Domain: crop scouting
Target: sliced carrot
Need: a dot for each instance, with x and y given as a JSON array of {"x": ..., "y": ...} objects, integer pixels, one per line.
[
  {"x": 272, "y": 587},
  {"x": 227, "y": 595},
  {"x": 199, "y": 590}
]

* * *

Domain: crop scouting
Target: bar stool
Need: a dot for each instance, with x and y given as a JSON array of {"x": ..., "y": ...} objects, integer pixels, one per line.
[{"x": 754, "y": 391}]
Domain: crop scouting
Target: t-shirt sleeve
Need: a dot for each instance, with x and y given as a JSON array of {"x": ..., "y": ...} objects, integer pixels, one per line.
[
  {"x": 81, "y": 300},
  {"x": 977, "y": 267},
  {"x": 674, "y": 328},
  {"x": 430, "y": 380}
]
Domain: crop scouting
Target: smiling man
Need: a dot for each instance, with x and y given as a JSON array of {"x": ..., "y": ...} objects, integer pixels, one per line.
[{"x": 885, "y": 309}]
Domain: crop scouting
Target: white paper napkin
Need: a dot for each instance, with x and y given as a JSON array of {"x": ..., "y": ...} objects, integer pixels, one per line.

**Work instructions:** Examine the entries and report how many of their lines contain the string "Target", giving no more than the number.

**Response area:** 5